:: Assignment ::
Reproduce the records below word for word.

[Dataset items]
···

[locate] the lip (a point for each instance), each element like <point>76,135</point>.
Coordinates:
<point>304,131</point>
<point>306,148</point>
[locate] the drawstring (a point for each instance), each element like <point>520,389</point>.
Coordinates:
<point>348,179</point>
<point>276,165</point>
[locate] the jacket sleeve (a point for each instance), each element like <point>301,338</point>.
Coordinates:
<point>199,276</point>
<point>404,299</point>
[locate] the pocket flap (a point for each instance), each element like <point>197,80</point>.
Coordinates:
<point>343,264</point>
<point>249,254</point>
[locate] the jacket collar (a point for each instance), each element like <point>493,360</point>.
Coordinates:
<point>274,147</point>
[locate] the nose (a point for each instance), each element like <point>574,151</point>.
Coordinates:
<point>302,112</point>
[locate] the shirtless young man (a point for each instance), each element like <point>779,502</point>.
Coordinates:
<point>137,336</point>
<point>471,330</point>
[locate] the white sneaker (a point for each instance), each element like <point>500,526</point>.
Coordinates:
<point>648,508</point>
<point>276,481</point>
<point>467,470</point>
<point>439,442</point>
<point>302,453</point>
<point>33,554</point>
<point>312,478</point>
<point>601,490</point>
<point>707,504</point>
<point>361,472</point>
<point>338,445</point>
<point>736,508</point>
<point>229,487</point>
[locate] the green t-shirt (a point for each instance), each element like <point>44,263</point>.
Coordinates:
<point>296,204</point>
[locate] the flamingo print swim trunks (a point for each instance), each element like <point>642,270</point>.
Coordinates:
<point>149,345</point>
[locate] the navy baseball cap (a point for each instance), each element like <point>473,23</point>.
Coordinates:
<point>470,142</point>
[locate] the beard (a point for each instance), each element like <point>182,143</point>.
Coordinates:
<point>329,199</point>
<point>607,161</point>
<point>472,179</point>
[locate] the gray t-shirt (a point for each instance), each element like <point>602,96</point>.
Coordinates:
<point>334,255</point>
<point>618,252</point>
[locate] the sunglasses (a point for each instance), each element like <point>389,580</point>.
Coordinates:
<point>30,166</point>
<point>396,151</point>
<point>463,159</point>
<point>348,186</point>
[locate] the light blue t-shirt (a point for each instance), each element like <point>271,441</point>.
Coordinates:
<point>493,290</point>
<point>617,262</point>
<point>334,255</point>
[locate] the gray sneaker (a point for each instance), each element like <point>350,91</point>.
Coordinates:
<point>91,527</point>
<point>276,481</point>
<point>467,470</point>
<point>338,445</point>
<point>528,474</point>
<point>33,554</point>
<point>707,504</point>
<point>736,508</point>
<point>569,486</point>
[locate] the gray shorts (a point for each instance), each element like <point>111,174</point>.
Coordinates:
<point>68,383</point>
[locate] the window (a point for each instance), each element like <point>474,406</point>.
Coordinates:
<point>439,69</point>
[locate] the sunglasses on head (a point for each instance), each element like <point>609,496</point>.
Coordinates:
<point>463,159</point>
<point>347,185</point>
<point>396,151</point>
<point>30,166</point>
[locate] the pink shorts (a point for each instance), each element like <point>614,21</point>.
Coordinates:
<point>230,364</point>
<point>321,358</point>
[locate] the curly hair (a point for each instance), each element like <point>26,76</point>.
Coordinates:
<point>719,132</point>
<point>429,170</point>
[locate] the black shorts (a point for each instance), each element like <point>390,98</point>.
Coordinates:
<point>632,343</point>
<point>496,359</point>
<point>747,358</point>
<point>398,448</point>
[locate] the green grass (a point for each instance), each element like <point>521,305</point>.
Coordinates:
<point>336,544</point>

···

:: Your solution ::
[locate] the lip (a point for each instance), each element like <point>76,135</point>.
Coordinates:
<point>304,131</point>
<point>306,148</point>
[locate] the drawstring (a point for each instance), each element like <point>520,389</point>.
Coordinates:
<point>348,179</point>
<point>276,165</point>
[locate] the jacket sleeve (a point for each instance), each element like <point>301,338</point>.
Coordinates:
<point>199,276</point>
<point>404,299</point>
[locate] the pocket flap (a point for each instance), each element like <point>197,80</point>.
Coordinates:
<point>343,264</point>
<point>249,254</point>
[locate] the jacket collar (a point for each instance), each element like <point>493,360</point>.
Coordinates:
<point>274,147</point>
[locate] the nose (a point for each instance), each element like <point>574,151</point>.
Coordinates:
<point>302,112</point>
[locate] the shirtless young man (a point for each instance), each element like <point>779,502</point>.
Coordinates:
<point>137,336</point>
<point>471,330</point>
[locate] the white sneaker (a point for each instance), each element like <point>500,526</point>.
Coordinates:
<point>648,508</point>
<point>276,481</point>
<point>467,470</point>
<point>439,442</point>
<point>302,453</point>
<point>33,554</point>
<point>312,478</point>
<point>601,490</point>
<point>707,504</point>
<point>361,472</point>
<point>338,445</point>
<point>736,508</point>
<point>229,487</point>
[locate] the green t-shirt (a point for each instance), each element like <point>44,263</point>.
Coordinates:
<point>296,204</point>
[locate] the flamingo print swim trunks (a point for each instance), each element like <point>642,270</point>.
Coordinates:
<point>149,345</point>
[locate] the navy baseball cap (a point for each instance), each element like <point>473,23</point>.
Coordinates:
<point>470,142</point>
[locate] the beard (a point for each instance), each element like <point>182,143</point>.
Coordinates:
<point>329,199</point>
<point>607,161</point>
<point>472,179</point>
[locate] the gray t-shirt (a point for each instance), each element like <point>602,96</point>.
Coordinates:
<point>334,255</point>
<point>618,252</point>
[locate] the sunglasses (a point for each instance), each element like <point>389,580</point>.
Coordinates:
<point>30,166</point>
<point>396,151</point>
<point>463,159</point>
<point>348,186</point>
[locate] the light blue t-shirt (a point for each instance), each element like <point>271,441</point>.
Coordinates:
<point>493,290</point>
<point>617,262</point>
<point>334,255</point>
[locate] the gray sneaker (a point for each instance), each element like <point>350,91</point>.
Coordinates:
<point>91,527</point>
<point>276,481</point>
<point>467,470</point>
<point>338,445</point>
<point>528,474</point>
<point>33,554</point>
<point>707,504</point>
<point>736,508</point>
<point>569,486</point>
[locate] the gray shorts (a point for each instance), each element like <point>111,174</point>.
Coordinates:
<point>68,383</point>
[locate] the window (a point for each instance), each element like <point>474,406</point>.
Coordinates:
<point>439,69</point>
[locate] the sunglasses on head (a point for each instance), each element like <point>609,496</point>.
Coordinates:
<point>463,159</point>
<point>347,185</point>
<point>396,151</point>
<point>30,166</point>
[locate] the pink shorts (a point for each instance), each element like <point>614,21</point>.
Coordinates:
<point>230,364</point>
<point>321,358</point>
[locate] the curly hair (a point for each instance), each element like <point>26,76</point>.
Coordinates:
<point>719,132</point>
<point>429,170</point>
[locate] the black shorts (a point for each instance), each element like <point>390,98</point>.
Coordinates:
<point>632,343</point>
<point>496,359</point>
<point>747,358</point>
<point>398,448</point>
[locate] the green grass (a point for each instance), each element like <point>521,305</point>.
Coordinates:
<point>336,544</point>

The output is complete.